### Lista de tareas
1. Según el fragmento sobre el movimiento socialista, ¿qué movimiento social contemporáneo ha adoptado con mayor intensidad la seguridad de que la victoria última estaba escrita?
2. Devuelva sin cambios el pasaje del fragmento sobre el movimiento socialista que comienza con "Los hombres tienen" y continúa hasta "el movimiento socialista.".
3. Redacte la continuación del fragmento sobre el movimiento socialista a partir de su última oración.

Los hombres tienen siempre necesidad de algo que esté sobre ellos, y cuya colaboración invocan, de un modo consciente o no. Por ejemplo, ese saberse en la línea lógica de la Historia, con una ruta sin pérdida, en cuyo final está irremisiblemente el triunfo de cuanto ellos estiman justo y verdadero. Quizá el movimiento social contemporáneo que ha adoptado más intensamente esa posición de seguridad de que pasase lo que pasase, a pesar de todas las dificultades y obstáculos que suponía la realidad hostil, la victoria última estaba fatalmente escrita, ha sido el movimiento socialista.

### Lista de entradas
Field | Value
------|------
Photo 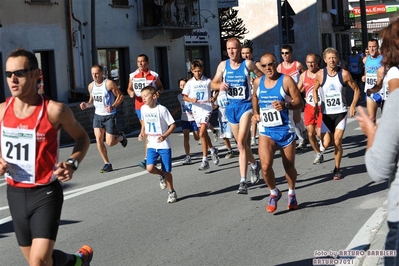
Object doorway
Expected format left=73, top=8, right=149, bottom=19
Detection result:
left=155, top=47, right=170, bottom=90
left=97, top=48, right=129, bottom=94
left=35, top=51, right=58, bottom=101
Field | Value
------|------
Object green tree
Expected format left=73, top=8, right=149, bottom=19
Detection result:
left=219, top=8, right=248, bottom=59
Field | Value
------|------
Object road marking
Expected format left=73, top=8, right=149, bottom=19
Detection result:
left=337, top=201, right=388, bottom=266
left=0, top=154, right=225, bottom=225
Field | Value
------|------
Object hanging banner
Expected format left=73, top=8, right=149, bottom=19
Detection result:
left=184, top=30, right=209, bottom=45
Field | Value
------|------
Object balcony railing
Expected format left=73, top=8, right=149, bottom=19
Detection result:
left=137, top=0, right=201, bottom=38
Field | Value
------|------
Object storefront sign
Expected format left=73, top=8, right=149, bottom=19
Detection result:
left=218, top=0, right=238, bottom=8
left=351, top=5, right=387, bottom=17
left=184, top=30, right=209, bottom=45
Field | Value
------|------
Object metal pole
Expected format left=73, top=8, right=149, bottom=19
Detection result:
left=277, top=0, right=283, bottom=47
left=91, top=0, right=98, bottom=65
left=360, top=0, right=368, bottom=50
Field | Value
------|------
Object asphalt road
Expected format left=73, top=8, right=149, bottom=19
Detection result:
left=0, top=110, right=387, bottom=266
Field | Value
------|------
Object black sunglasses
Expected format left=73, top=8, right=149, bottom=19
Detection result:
left=5, top=68, right=33, bottom=78
left=261, top=62, right=276, bottom=68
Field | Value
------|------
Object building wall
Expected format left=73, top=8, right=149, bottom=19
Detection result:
left=0, top=0, right=69, bottom=99
left=0, top=0, right=220, bottom=144
left=235, top=0, right=347, bottom=64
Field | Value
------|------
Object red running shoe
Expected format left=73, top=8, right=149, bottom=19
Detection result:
left=75, top=245, right=93, bottom=266
left=287, top=194, right=298, bottom=210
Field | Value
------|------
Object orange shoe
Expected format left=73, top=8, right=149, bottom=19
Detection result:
left=287, top=194, right=298, bottom=210
left=266, top=190, right=281, bottom=212
left=75, top=245, right=93, bottom=266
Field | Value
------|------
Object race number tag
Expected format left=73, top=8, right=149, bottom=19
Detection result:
left=1, top=126, right=36, bottom=184
left=227, top=86, right=245, bottom=100
left=260, top=108, right=283, bottom=127
left=325, top=93, right=342, bottom=114
left=133, top=78, right=147, bottom=96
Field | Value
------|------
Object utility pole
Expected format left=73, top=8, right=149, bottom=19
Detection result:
left=360, top=0, right=368, bottom=50
left=91, top=0, right=98, bottom=65
left=277, top=0, right=283, bottom=47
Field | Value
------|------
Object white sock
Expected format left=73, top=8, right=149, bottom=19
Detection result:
left=270, top=187, right=278, bottom=196
left=295, top=125, right=304, bottom=141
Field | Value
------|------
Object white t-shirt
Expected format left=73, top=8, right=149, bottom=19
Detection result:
left=182, top=76, right=212, bottom=112
left=141, top=104, right=175, bottom=149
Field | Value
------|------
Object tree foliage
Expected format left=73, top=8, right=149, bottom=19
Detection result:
left=219, top=8, right=248, bottom=58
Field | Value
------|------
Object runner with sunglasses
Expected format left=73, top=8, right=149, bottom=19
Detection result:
left=0, top=49, right=93, bottom=265
left=252, top=53, right=303, bottom=212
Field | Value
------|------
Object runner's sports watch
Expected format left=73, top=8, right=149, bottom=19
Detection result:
left=66, top=158, right=79, bottom=171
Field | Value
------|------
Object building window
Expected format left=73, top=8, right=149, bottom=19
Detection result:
left=109, top=0, right=130, bottom=8
left=25, top=0, right=58, bottom=6
left=321, top=33, right=332, bottom=51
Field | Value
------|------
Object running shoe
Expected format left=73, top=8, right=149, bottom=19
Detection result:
left=333, top=168, right=344, bottom=180
left=166, top=190, right=177, bottom=203
left=313, top=153, right=324, bottom=164
left=266, top=190, right=281, bottom=212
left=117, top=131, right=127, bottom=148
left=182, top=155, right=191, bottom=165
left=75, top=245, right=93, bottom=266
left=237, top=182, right=248, bottom=194
left=198, top=161, right=209, bottom=171
left=287, top=194, right=298, bottom=210
left=139, top=159, right=147, bottom=170
left=212, top=147, right=219, bottom=165
left=296, top=140, right=306, bottom=150
left=224, top=150, right=234, bottom=159
left=213, top=129, right=220, bottom=142
left=100, top=163, right=114, bottom=173
left=318, top=139, right=326, bottom=152
left=250, top=160, right=260, bottom=184
left=251, top=138, right=256, bottom=146
left=159, top=175, right=166, bottom=190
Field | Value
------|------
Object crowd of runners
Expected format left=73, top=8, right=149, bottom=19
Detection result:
left=0, top=17, right=394, bottom=265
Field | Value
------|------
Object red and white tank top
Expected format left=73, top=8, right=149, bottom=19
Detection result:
left=1, top=96, right=60, bottom=188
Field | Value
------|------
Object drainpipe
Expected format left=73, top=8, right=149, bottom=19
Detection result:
left=91, top=0, right=98, bottom=65
left=65, top=0, right=76, bottom=95
left=69, top=0, right=87, bottom=88
left=360, top=0, right=368, bottom=50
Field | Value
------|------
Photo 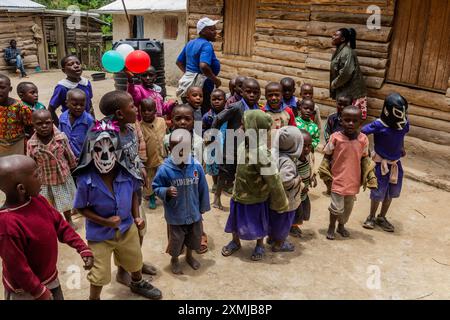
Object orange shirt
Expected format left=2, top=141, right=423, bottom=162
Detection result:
left=324, top=132, right=369, bottom=196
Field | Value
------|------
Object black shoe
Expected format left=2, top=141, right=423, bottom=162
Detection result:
left=130, top=279, right=162, bottom=300
left=363, top=216, right=375, bottom=230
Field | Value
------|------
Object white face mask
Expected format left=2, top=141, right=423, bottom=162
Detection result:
left=92, top=138, right=117, bottom=174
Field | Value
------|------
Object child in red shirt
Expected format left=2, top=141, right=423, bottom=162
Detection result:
left=0, top=155, right=94, bottom=300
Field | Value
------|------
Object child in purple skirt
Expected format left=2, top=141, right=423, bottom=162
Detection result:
left=361, top=93, right=409, bottom=232
left=267, top=126, right=303, bottom=252
left=222, top=110, right=289, bottom=261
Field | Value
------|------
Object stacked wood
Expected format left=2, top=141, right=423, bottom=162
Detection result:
left=0, top=13, right=39, bottom=71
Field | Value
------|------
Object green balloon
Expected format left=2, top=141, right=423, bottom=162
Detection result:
left=102, top=50, right=125, bottom=72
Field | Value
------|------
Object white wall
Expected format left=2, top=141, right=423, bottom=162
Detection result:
left=113, top=12, right=186, bottom=85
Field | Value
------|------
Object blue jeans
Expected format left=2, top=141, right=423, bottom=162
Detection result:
left=8, top=54, right=27, bottom=77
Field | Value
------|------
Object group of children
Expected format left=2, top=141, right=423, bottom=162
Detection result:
left=0, top=56, right=409, bottom=300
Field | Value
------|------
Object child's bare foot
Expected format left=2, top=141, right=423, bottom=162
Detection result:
left=116, top=267, right=131, bottom=287
left=142, top=263, right=157, bottom=276
left=186, top=255, right=200, bottom=270
left=336, top=224, right=350, bottom=238
left=170, top=258, right=183, bottom=274
left=327, top=226, right=336, bottom=240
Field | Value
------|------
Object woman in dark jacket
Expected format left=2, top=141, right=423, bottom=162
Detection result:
left=330, top=28, right=367, bottom=120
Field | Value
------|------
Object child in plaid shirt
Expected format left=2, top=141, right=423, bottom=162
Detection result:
left=27, top=110, right=77, bottom=228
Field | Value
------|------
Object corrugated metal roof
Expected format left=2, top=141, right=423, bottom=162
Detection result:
left=93, top=0, right=187, bottom=14
left=0, top=0, right=45, bottom=11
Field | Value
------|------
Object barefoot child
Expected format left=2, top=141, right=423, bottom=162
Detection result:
left=27, top=109, right=77, bottom=228
left=300, top=83, right=322, bottom=132
left=289, top=129, right=314, bottom=238
left=126, top=66, right=175, bottom=120
left=0, top=74, right=32, bottom=157
left=323, top=96, right=353, bottom=196
left=0, top=155, right=94, bottom=300
left=222, top=110, right=289, bottom=261
left=17, top=82, right=45, bottom=111
left=140, top=98, right=167, bottom=209
left=295, top=99, right=320, bottom=152
left=267, top=126, right=303, bottom=252
left=79, top=90, right=156, bottom=285
left=59, top=89, right=94, bottom=159
left=324, top=106, right=369, bottom=240
left=153, top=129, right=210, bottom=274
left=74, top=125, right=161, bottom=300
left=264, top=82, right=296, bottom=129
left=203, top=89, right=226, bottom=210
left=280, top=77, right=298, bottom=116
left=211, top=78, right=261, bottom=199
left=361, top=93, right=409, bottom=232
left=48, top=55, right=95, bottom=126
left=170, top=104, right=208, bottom=254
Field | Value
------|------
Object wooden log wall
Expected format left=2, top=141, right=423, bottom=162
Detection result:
left=188, top=0, right=450, bottom=145
left=0, top=13, right=39, bottom=71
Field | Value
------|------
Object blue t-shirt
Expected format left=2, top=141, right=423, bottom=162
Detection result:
left=74, top=168, right=141, bottom=241
left=49, top=77, right=94, bottom=112
left=177, top=38, right=220, bottom=92
left=361, top=119, right=409, bottom=161
left=59, top=110, right=94, bottom=158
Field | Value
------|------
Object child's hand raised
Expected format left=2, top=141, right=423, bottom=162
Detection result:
left=134, top=218, right=145, bottom=230
left=108, top=216, right=122, bottom=229
left=83, top=257, right=94, bottom=270
left=167, top=186, right=178, bottom=198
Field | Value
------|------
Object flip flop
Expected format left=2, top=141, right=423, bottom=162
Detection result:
left=251, top=246, right=265, bottom=261
left=222, top=241, right=241, bottom=257
left=272, top=241, right=295, bottom=252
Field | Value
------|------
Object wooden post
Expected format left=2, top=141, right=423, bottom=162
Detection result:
left=56, top=17, right=66, bottom=61
left=122, top=0, right=133, bottom=38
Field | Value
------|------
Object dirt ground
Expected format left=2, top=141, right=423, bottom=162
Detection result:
left=0, top=72, right=450, bottom=300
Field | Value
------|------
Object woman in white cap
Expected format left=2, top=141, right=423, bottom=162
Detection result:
left=176, top=18, right=222, bottom=114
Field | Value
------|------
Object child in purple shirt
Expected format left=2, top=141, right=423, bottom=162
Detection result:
left=48, top=55, right=95, bottom=126
left=361, top=93, right=409, bottom=232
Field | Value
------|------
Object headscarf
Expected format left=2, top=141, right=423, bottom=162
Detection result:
left=380, top=93, right=408, bottom=130
left=274, top=126, right=303, bottom=159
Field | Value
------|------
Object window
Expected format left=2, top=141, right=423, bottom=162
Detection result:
left=224, top=0, right=256, bottom=56
left=164, top=16, right=178, bottom=40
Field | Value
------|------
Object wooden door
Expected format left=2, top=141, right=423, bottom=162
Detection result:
left=387, top=0, right=450, bottom=91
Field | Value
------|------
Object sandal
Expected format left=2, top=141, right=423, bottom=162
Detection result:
left=376, top=216, right=394, bottom=232
left=222, top=241, right=241, bottom=257
left=336, top=226, right=350, bottom=238
left=195, top=233, right=208, bottom=254
left=272, top=241, right=295, bottom=252
left=289, top=226, right=303, bottom=238
left=363, top=216, right=375, bottom=230
left=251, top=246, right=265, bottom=261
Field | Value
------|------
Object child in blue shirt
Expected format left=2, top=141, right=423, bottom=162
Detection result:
left=152, top=129, right=210, bottom=274
left=59, top=89, right=94, bottom=159
left=48, top=55, right=95, bottom=126
left=74, top=125, right=161, bottom=300
left=361, top=93, right=409, bottom=232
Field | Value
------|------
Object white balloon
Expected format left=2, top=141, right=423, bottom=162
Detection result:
left=116, top=43, right=134, bottom=59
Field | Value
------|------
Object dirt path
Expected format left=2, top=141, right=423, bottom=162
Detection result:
left=0, top=70, right=450, bottom=300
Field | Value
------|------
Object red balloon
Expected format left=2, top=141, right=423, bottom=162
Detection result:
left=125, top=50, right=151, bottom=73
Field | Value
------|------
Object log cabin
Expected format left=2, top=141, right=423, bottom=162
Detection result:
left=187, top=0, right=450, bottom=146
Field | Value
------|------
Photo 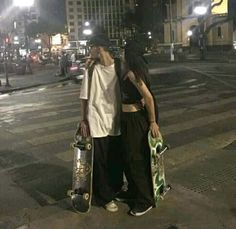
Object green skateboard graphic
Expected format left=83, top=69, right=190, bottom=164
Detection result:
left=67, top=135, right=93, bottom=213
left=148, top=131, right=171, bottom=207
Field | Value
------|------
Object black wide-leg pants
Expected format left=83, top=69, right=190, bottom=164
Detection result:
left=121, top=110, right=154, bottom=205
left=93, top=136, right=124, bottom=205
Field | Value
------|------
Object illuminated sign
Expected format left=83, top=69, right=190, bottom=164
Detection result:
left=211, top=0, right=228, bottom=14
left=52, top=34, right=61, bottom=45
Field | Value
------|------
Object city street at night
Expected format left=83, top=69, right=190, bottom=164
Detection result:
left=0, top=61, right=236, bottom=229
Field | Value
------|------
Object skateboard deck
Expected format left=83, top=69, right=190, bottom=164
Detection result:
left=67, top=135, right=93, bottom=213
left=148, top=131, right=171, bottom=207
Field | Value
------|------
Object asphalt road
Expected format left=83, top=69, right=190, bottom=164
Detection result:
left=0, top=63, right=236, bottom=229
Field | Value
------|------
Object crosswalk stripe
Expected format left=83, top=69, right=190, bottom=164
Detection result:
left=166, top=130, right=236, bottom=168
left=155, top=93, right=218, bottom=105
left=185, top=67, right=236, bottom=89
left=153, top=89, right=202, bottom=98
left=0, top=99, right=80, bottom=114
left=160, top=97, right=236, bottom=118
left=162, top=110, right=236, bottom=135
left=26, top=130, right=75, bottom=146
left=9, top=116, right=80, bottom=134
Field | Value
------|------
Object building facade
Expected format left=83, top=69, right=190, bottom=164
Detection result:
left=164, top=0, right=233, bottom=48
left=66, top=0, right=134, bottom=41
left=0, top=0, right=40, bottom=45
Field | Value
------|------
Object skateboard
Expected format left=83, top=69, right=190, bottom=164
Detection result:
left=148, top=131, right=171, bottom=207
left=67, top=135, right=93, bottom=213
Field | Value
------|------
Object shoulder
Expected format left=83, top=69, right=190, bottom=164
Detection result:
left=126, top=70, right=137, bottom=82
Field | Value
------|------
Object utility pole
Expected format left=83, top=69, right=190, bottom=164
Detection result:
left=4, top=44, right=11, bottom=87
left=169, top=0, right=175, bottom=61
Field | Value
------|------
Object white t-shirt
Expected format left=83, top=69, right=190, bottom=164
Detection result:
left=80, top=64, right=121, bottom=137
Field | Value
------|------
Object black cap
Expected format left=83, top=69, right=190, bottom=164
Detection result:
left=124, top=40, right=144, bottom=56
left=89, top=34, right=111, bottom=47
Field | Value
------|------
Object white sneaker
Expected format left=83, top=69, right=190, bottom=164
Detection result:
left=105, top=200, right=118, bottom=212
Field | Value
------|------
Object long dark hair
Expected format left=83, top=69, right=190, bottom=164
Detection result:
left=125, top=41, right=150, bottom=87
left=125, top=41, right=159, bottom=122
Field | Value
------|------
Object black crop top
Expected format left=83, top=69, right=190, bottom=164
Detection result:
left=120, top=77, right=142, bottom=104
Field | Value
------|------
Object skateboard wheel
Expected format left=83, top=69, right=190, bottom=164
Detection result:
left=83, top=193, right=89, bottom=200
left=85, top=143, right=92, bottom=150
left=67, top=190, right=74, bottom=196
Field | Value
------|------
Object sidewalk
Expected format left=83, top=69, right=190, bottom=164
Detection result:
left=0, top=65, right=67, bottom=94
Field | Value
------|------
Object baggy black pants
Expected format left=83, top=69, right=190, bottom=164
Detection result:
left=121, top=110, right=154, bottom=205
left=93, top=136, right=123, bottom=205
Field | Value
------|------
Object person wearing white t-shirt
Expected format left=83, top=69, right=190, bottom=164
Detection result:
left=79, top=34, right=123, bottom=212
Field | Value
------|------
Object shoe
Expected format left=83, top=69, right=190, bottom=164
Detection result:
left=115, top=191, right=134, bottom=202
left=130, top=205, right=152, bottom=216
left=105, top=200, right=118, bottom=212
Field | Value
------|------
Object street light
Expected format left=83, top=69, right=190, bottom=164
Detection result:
left=187, top=30, right=193, bottom=37
left=13, top=0, right=35, bottom=53
left=193, top=6, right=207, bottom=15
left=193, top=5, right=208, bottom=60
left=83, top=29, right=93, bottom=36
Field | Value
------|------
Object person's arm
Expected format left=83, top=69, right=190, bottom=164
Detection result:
left=128, top=71, right=160, bottom=138
left=79, top=99, right=90, bottom=137
left=78, top=70, right=90, bottom=137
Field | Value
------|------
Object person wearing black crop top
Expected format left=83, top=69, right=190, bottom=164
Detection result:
left=116, top=41, right=161, bottom=216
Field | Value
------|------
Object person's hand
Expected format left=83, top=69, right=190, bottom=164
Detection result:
left=78, top=120, right=90, bottom=137
left=149, top=122, right=162, bottom=138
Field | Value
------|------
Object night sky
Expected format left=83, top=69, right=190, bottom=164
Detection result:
left=39, top=0, right=66, bottom=25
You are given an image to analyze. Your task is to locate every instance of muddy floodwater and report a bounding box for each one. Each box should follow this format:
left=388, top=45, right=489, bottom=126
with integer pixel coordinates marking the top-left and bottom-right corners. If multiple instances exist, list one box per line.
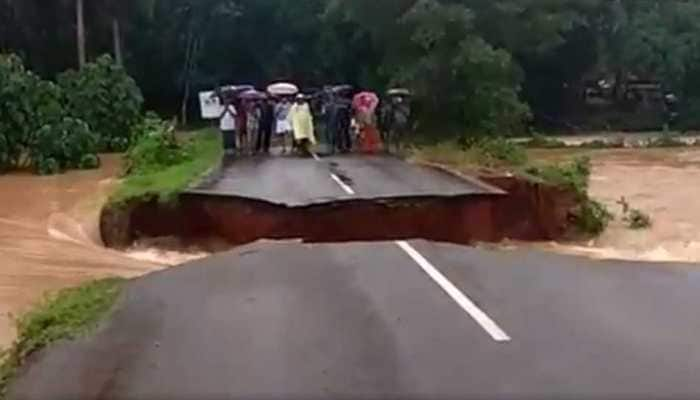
left=0, top=148, right=700, bottom=347
left=534, top=147, right=700, bottom=263
left=0, top=156, right=205, bottom=347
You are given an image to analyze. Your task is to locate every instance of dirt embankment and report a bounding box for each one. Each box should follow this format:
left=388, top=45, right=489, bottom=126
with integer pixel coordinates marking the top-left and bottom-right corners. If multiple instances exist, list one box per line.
left=100, top=177, right=576, bottom=248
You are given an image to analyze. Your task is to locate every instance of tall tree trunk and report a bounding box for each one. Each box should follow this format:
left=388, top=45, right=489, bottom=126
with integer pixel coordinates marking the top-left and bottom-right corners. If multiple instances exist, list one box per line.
left=112, top=17, right=124, bottom=65
left=75, top=0, right=85, bottom=68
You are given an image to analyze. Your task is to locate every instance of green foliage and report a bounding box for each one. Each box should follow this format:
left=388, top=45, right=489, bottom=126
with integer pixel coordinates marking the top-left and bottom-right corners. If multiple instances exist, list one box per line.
left=523, top=134, right=567, bottom=149
left=0, top=55, right=63, bottom=170
left=58, top=56, right=143, bottom=152
left=124, top=118, right=192, bottom=175
left=30, top=118, right=99, bottom=175
left=579, top=139, right=625, bottom=149
left=0, top=279, right=122, bottom=398
left=471, top=136, right=527, bottom=166
left=617, top=197, right=653, bottom=230
left=644, top=133, right=688, bottom=147
left=110, top=130, right=223, bottom=205
left=624, top=208, right=652, bottom=230
left=0, top=55, right=99, bottom=175
left=525, top=157, right=591, bottom=199
left=574, top=199, right=614, bottom=236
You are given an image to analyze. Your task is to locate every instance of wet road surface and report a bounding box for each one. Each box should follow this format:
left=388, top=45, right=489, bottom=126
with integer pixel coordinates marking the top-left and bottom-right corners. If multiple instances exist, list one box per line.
left=183, top=155, right=492, bottom=207
left=10, top=154, right=700, bottom=399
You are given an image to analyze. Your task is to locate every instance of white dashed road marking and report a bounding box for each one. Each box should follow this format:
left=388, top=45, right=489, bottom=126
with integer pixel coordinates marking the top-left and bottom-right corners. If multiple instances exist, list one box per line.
left=396, top=241, right=510, bottom=342
left=331, top=174, right=355, bottom=196
left=311, top=152, right=511, bottom=342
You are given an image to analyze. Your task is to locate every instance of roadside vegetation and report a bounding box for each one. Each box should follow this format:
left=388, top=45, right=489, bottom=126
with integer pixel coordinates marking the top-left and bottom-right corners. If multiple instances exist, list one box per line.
left=411, top=136, right=613, bottom=236
left=0, top=279, right=124, bottom=399
left=109, top=117, right=223, bottom=206
left=0, top=54, right=143, bottom=175
left=617, top=197, right=653, bottom=230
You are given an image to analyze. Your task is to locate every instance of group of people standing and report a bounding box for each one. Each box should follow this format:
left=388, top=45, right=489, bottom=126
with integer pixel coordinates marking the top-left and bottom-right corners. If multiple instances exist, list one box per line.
left=219, top=85, right=410, bottom=156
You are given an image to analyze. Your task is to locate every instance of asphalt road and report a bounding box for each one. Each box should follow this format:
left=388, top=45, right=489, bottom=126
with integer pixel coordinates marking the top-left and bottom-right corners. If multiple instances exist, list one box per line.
left=183, top=155, right=493, bottom=207
left=10, top=154, right=700, bottom=400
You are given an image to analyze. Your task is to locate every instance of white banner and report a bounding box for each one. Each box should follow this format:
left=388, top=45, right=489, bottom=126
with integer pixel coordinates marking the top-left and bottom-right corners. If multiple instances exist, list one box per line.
left=199, top=91, right=224, bottom=119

### Respuestas en orden
1. El movimiento socialista.

2.
Los hombres tienen siempre necesidad de algo que esté sobre ellos, y cuya colaboración invocan, de un modo consciente o no. Por ejemplo, ese saberse en la línea lógica de la Historia, con una ruta sin pérdida, en cuyo final está irremisiblemente el triunfo de cuanto ellos estiman justo y verdadero. Quizá el movimiento social contemporáneo que ha adoptado más intensamente esa posición de seguridad de que pasase lo que pasase, a pesar de todas las dificultades y obstáculos que suponía la realidad hostil, la victoria última estaba fatalmente escrita, ha sido el movimiento socialista.

3.
El marxismo construyó, en efecto, unas categorías económicas e históricas que conducían de un modo sistemático y seguro a la edificación de la sociedad socialista. Fracaso de esto, contradicción entre esto y aquello, aparición fatal de este o aquel fenómeno, concentración de estas o aquellas energías, decrepitud de estos o aquellos factores sociales, etc., etc. Y por fin, naturalmente, indetenible triunfo revolucionario de los trabajadores rojos. Así de sencillos, simples y artificiosos son los pilares de la concepción marxista. Pero la eficacia para la agitación y la movilidad formidable de las masas ha sido enorme. Cincuenta años febriles en que ha bastado proyectar entre las masas obreras la rotunda película marxista para ganarlas, sin más, al nuevo dogma, convencidas y seguras de que la Historia, el tiempo y otras divinidades estaban a su lado.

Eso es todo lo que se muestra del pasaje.